EXERCISE DETAILS = The line containing "Drop a marker on every instance of the pupil, one" marks where to begin; quote it and every line after it through the end of the data, exactly as written.

++++ SUPPLIED ENTRIES

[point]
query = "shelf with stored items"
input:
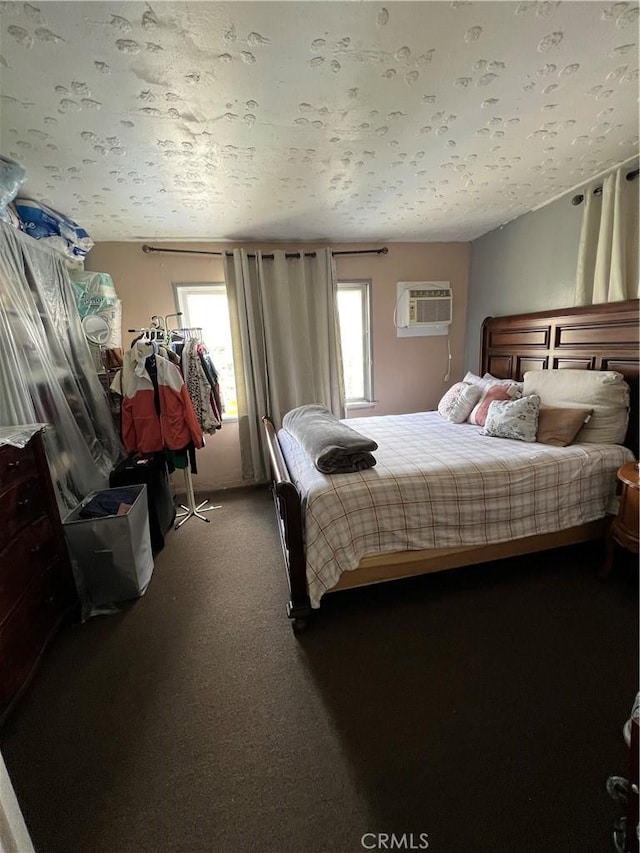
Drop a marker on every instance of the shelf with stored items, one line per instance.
(37, 590)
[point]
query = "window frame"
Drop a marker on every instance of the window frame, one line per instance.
(364, 286)
(213, 287)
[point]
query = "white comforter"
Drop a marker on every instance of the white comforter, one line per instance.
(442, 485)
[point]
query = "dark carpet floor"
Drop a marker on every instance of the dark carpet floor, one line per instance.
(482, 707)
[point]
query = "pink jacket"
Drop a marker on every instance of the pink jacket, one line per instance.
(142, 429)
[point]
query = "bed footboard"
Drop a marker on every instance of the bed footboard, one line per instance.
(289, 517)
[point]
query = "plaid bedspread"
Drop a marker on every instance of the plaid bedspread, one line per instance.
(442, 485)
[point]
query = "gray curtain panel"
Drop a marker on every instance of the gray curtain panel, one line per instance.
(47, 374)
(608, 251)
(286, 341)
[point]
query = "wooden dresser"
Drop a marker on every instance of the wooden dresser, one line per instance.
(36, 581)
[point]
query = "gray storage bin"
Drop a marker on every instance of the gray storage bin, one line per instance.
(111, 555)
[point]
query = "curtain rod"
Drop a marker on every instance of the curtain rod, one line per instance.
(148, 249)
(630, 176)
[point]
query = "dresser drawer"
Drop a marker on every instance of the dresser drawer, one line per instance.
(19, 506)
(24, 635)
(16, 464)
(22, 559)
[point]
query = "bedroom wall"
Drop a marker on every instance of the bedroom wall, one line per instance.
(527, 265)
(408, 372)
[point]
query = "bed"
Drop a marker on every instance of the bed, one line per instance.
(430, 515)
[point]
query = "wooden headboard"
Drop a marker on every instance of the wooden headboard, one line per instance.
(595, 337)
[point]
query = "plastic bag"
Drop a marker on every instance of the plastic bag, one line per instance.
(60, 232)
(95, 294)
(12, 177)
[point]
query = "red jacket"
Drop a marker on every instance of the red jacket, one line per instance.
(142, 429)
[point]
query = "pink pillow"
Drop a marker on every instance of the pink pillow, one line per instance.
(478, 414)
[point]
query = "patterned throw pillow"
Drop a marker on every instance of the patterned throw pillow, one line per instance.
(513, 418)
(458, 402)
(478, 414)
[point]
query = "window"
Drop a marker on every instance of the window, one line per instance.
(354, 314)
(206, 306)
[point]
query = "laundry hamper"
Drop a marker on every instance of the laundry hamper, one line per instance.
(111, 555)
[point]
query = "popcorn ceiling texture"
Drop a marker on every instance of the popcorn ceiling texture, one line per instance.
(425, 121)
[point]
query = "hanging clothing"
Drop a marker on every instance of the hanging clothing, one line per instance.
(199, 388)
(143, 428)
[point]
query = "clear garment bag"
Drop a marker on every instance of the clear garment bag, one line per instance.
(47, 373)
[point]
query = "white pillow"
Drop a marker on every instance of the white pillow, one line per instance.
(487, 381)
(517, 386)
(513, 418)
(603, 391)
(458, 401)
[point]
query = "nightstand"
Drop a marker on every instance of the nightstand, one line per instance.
(624, 528)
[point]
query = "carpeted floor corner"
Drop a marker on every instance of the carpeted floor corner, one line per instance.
(482, 707)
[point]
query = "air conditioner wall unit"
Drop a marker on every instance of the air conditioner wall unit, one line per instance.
(424, 308)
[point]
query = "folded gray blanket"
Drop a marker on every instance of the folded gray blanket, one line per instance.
(334, 447)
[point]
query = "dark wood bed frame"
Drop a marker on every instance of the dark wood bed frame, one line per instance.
(596, 337)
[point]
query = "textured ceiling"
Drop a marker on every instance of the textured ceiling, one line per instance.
(353, 121)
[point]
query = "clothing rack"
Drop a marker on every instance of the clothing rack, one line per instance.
(191, 509)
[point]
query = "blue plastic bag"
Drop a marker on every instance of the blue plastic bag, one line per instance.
(45, 224)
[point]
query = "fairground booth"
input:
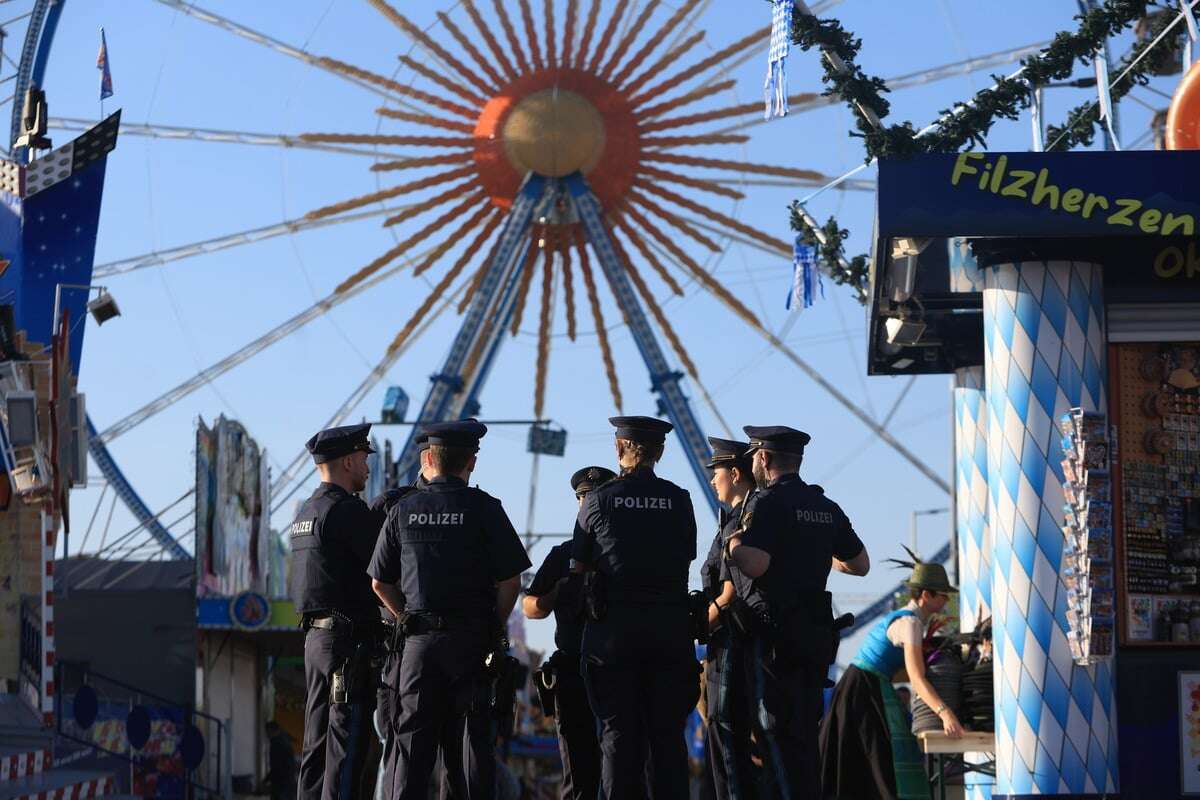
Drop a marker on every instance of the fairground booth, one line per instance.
(1062, 293)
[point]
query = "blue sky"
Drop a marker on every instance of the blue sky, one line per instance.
(171, 68)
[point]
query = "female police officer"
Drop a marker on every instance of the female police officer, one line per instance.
(729, 713)
(637, 533)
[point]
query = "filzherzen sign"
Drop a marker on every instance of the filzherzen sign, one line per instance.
(1135, 212)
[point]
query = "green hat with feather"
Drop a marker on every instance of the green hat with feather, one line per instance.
(924, 575)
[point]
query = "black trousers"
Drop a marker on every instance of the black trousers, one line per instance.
(729, 723)
(577, 741)
(443, 703)
(335, 734)
(786, 702)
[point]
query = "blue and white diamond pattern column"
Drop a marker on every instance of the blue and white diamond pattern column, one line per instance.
(971, 523)
(1044, 353)
(971, 497)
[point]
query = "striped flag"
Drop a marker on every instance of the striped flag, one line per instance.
(106, 74)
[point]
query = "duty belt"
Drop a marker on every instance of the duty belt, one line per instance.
(418, 623)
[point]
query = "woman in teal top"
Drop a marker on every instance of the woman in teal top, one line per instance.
(867, 746)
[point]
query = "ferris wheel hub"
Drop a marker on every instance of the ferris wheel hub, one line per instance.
(553, 132)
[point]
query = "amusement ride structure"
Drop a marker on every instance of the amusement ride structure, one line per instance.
(558, 149)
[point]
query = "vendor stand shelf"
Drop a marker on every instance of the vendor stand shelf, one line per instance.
(948, 756)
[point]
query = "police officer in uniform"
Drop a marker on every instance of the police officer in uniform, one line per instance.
(556, 589)
(730, 765)
(333, 539)
(637, 535)
(790, 537)
(448, 565)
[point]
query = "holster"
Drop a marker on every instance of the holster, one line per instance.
(697, 615)
(546, 681)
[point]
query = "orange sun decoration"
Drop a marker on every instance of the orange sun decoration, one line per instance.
(600, 103)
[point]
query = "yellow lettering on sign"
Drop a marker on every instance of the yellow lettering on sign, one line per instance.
(1150, 220)
(1185, 221)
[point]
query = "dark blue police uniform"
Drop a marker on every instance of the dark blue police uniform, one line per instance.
(789, 657)
(445, 547)
(577, 743)
(639, 534)
(333, 539)
(727, 744)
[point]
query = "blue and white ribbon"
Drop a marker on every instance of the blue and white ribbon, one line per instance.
(1102, 89)
(805, 276)
(775, 86)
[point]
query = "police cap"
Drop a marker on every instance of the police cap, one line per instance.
(334, 443)
(727, 452)
(589, 477)
(777, 438)
(645, 429)
(463, 433)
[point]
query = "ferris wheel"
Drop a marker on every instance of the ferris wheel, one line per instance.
(569, 168)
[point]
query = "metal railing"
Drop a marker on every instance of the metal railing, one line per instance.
(172, 750)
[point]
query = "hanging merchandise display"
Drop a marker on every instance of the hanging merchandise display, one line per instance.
(1087, 533)
(1158, 411)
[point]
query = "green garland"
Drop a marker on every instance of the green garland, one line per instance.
(965, 124)
(855, 271)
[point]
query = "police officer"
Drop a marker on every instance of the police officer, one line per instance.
(730, 765)
(790, 537)
(333, 539)
(637, 534)
(448, 565)
(556, 589)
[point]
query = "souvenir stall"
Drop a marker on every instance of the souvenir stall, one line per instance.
(1062, 293)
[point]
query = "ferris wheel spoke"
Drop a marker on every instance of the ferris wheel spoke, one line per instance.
(551, 47)
(379, 138)
(544, 322)
(652, 43)
(589, 284)
(589, 28)
(673, 220)
(733, 166)
(606, 36)
(397, 88)
(510, 34)
(442, 80)
(425, 119)
(209, 136)
(627, 41)
(469, 48)
(539, 234)
(714, 216)
(701, 67)
(377, 373)
(564, 256)
(685, 100)
(573, 10)
(435, 202)
(388, 193)
(667, 59)
(741, 109)
(406, 245)
(688, 180)
(531, 36)
(157, 258)
(431, 44)
(648, 254)
(653, 305)
(424, 161)
(231, 26)
(688, 140)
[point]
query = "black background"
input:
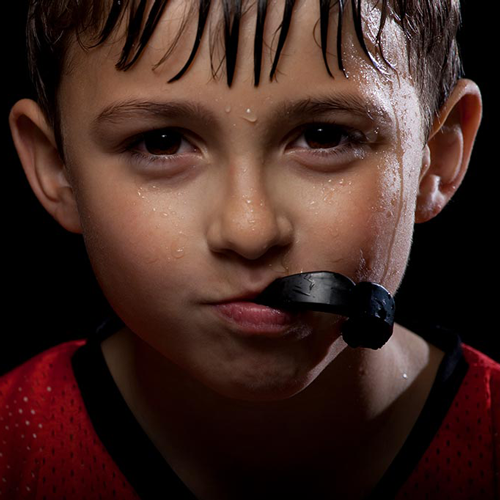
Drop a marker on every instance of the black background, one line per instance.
(51, 295)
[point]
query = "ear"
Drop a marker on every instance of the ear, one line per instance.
(48, 177)
(448, 150)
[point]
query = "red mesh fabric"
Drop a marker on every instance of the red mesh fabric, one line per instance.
(48, 446)
(463, 461)
(49, 449)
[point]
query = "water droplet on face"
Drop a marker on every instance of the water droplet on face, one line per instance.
(250, 116)
(178, 253)
(178, 247)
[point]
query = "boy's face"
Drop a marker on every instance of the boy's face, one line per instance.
(218, 206)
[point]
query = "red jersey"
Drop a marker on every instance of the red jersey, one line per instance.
(67, 433)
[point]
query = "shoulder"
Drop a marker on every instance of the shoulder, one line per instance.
(48, 445)
(463, 458)
(36, 383)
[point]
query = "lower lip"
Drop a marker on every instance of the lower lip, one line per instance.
(255, 319)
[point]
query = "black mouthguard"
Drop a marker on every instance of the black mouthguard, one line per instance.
(369, 307)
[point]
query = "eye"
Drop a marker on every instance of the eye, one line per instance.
(165, 142)
(324, 136)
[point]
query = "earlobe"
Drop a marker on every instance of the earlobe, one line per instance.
(36, 146)
(447, 153)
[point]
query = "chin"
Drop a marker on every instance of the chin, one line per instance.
(267, 383)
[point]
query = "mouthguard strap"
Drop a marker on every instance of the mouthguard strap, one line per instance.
(369, 307)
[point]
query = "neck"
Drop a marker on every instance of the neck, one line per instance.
(362, 403)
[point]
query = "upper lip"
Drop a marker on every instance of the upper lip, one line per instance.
(247, 295)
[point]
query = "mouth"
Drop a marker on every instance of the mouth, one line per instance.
(248, 318)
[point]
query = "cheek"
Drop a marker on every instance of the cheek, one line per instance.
(360, 224)
(139, 242)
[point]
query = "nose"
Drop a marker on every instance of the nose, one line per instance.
(246, 220)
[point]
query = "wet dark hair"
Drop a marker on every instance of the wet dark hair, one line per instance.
(430, 28)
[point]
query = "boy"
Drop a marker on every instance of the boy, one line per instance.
(194, 190)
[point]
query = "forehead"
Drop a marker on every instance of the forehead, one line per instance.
(301, 72)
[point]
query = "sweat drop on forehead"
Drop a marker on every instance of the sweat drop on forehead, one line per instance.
(368, 306)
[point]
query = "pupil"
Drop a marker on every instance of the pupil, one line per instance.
(163, 143)
(323, 137)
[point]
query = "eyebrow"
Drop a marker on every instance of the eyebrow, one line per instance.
(289, 110)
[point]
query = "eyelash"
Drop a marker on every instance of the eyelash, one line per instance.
(351, 139)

++++++++

TASK RESULT =
Drop a marker on every instance of the pupil, one line per instance.
(163, 143)
(323, 137)
[point]
query = "eyebrow"
Drop a marker on every instance of the eyebrow, one line per instance.
(289, 110)
[point]
query = "eyelash"
Drop a marker on every instance of the eyelash, one line per instance.
(351, 139)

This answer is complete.